» **WHAT IS REQUIRED**
Copy the records below word for word, starting with the line that contains "Return one point per instance of the distant" and going on through the line that contains "x=347 y=240".
○ ○ ○
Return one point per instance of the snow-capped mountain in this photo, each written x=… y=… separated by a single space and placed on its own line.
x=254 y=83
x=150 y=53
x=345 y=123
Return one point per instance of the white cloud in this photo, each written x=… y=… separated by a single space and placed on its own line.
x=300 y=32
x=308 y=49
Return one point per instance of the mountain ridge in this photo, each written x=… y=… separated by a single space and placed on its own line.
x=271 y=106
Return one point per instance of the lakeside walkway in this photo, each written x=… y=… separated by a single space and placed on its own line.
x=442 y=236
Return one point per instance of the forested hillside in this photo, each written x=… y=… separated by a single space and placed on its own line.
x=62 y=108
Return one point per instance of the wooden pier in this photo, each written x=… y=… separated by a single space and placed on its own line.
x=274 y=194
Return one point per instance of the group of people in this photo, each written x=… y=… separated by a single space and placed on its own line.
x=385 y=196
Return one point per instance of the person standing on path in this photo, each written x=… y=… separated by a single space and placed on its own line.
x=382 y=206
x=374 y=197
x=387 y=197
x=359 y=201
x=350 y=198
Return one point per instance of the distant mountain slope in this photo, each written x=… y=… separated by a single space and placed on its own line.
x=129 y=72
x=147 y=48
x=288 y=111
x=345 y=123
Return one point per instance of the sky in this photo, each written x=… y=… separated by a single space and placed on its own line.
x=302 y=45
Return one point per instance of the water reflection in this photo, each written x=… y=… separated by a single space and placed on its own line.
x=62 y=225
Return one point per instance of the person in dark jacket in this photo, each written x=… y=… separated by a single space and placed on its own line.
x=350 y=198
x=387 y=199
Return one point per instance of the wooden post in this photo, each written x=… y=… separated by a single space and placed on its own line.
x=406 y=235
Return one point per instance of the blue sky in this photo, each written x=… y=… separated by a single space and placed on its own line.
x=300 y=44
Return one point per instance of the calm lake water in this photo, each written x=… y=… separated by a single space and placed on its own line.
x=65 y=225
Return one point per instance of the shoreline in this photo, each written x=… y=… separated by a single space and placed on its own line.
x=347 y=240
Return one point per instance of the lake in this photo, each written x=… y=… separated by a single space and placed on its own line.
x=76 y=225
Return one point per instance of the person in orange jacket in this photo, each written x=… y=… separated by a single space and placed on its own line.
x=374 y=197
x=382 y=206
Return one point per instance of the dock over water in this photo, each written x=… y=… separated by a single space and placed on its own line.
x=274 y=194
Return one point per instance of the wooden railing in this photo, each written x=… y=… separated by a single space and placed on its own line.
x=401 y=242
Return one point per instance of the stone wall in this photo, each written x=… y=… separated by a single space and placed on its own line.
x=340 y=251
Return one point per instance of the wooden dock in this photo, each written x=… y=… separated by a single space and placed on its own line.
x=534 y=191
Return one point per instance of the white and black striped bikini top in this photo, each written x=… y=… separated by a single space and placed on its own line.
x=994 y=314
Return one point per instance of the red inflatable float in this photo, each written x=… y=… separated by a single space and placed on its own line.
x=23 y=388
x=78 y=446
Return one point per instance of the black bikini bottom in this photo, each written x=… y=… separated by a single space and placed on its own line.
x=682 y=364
○ ○ ○
» **ANSWER TO THIS TASK**
Return one point per instance of the distant mountain slope in this photo, each written x=… y=… separated by a single space and placed on its own line.
x=129 y=72
x=147 y=48
x=288 y=111
x=345 y=123
Return one point per instance of the sky in this photo, each written x=… y=… separated by a single space and placed on its own line.
x=302 y=45
Return one point per instance of the water reflection in this photo, each written x=… y=… separated by a single space and placed on its own line.
x=62 y=225
Return one point per instance of the person in dark jacket in this photo, each written x=… y=… separated by a single space and placed on its own line.
x=350 y=198
x=387 y=199
Return one point per instance of the wooden post in this photo, each written x=… y=… separated by a single space and placed on its own line.
x=406 y=235
Return one point per instance of the blue sky in this photo, each written x=… y=… separated by a single space and placed on its own line.
x=300 y=44
Return one point per instance of the calm lake water in this photo, each written x=… y=… separated by a single space and placed on its own line.
x=65 y=225
Return one point per instance of the shoreline in this photo, each written x=… y=… separated by a single space and placed on its own line.
x=347 y=240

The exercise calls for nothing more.